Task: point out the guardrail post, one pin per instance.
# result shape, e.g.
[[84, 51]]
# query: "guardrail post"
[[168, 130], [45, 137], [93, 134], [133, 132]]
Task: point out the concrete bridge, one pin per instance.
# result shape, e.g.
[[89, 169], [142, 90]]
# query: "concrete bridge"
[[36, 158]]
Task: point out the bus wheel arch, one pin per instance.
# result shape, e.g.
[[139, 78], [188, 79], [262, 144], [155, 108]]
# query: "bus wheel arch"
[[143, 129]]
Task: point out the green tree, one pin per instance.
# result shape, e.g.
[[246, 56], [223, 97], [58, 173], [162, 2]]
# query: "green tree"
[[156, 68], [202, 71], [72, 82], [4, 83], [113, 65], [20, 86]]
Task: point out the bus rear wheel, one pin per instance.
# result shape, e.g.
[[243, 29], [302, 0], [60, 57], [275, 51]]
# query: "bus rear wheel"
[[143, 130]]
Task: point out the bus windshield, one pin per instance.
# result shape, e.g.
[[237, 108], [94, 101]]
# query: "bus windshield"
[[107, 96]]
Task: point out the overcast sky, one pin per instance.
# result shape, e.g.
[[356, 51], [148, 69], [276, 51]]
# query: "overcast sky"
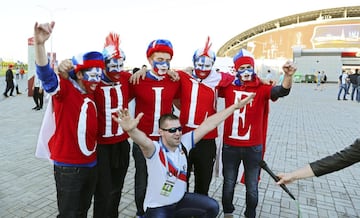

-*-*-

Rewrite the records starting at their first line and ending at the line containing "[[107, 96]]", replacing "concrete bridge" with "stone bridge" and leaving everything else unchanged. Return only those lines.

• [Final result]
Task: point out the guardrail post, one pin per instance.
# result shape, e.g.
[[84, 51]]
# query: "guardrail post"
[[168, 130], [45, 137], [93, 134], [133, 132]]
Task: point out the stone bridge, one pin per instance.
# result shape, e.g.
[[89, 169], [142, 90]]
# query: "stone bridge"
[[36, 158]]
Task: point out the bus wheel arch, one pin per instance.
# result shape, e.g.
[[139, 78], [188, 79], [262, 144], [155, 108]]
# query: "bus wheel arch"
[[143, 129]]
Task: point out the green tree, one pin per instance.
# result shape, e.g.
[[246, 56], [223, 97], [58, 173], [162, 2]]
# query: "green tree"
[[156, 68], [202, 71], [72, 82], [4, 83], [113, 65], [20, 86]]
Task: point out the bus rear wheel, one pin per instance.
# result shape, e.g.
[[243, 29], [302, 0], [60, 57], [275, 51]]
# query: "bus rear wheel"
[[143, 130]]
Task: point out the bus windshield, one pin per instance.
# result shape, e.g.
[[237, 108], [94, 101]]
# query: "bus windshield"
[[107, 96]]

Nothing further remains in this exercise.